## Task to complete
Print the lines word for word, starting with the line that contains "For the benchmark, point out every instance of the cluster" and going on through the last line. Leave any pictures out.

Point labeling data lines
-=-=-=-=-

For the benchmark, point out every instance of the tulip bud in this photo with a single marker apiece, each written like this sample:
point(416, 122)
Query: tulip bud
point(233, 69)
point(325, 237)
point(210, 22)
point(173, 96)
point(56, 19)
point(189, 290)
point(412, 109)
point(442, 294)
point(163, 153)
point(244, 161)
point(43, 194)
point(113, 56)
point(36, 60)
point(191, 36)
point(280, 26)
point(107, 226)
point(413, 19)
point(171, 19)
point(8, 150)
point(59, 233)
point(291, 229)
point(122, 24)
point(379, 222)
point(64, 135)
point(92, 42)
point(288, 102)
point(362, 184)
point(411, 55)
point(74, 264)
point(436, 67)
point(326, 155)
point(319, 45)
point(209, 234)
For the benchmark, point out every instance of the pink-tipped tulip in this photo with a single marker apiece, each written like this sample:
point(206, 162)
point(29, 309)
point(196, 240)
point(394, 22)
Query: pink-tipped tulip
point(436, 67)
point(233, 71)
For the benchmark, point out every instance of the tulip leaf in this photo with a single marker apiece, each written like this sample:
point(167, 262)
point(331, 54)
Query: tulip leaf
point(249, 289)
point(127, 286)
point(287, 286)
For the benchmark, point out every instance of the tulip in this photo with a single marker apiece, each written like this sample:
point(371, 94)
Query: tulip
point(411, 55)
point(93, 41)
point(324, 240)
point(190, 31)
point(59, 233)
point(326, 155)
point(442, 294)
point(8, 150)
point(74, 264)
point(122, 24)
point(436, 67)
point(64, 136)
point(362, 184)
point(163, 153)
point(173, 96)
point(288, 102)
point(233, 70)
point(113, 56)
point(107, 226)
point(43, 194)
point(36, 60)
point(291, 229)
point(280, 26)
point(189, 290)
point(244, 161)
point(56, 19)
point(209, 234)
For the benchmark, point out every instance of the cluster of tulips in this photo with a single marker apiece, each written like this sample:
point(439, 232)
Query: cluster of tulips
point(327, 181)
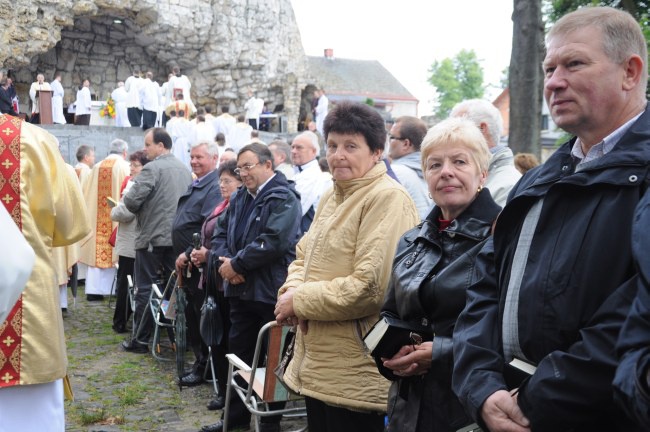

-=-=-=-=-

## The result
For the benchmark, point out every instance of the cluster of tulips in this photo with a single marker apiece, each written like this sample:
point(439, 232)
Query: cluster of tulips
point(327, 181)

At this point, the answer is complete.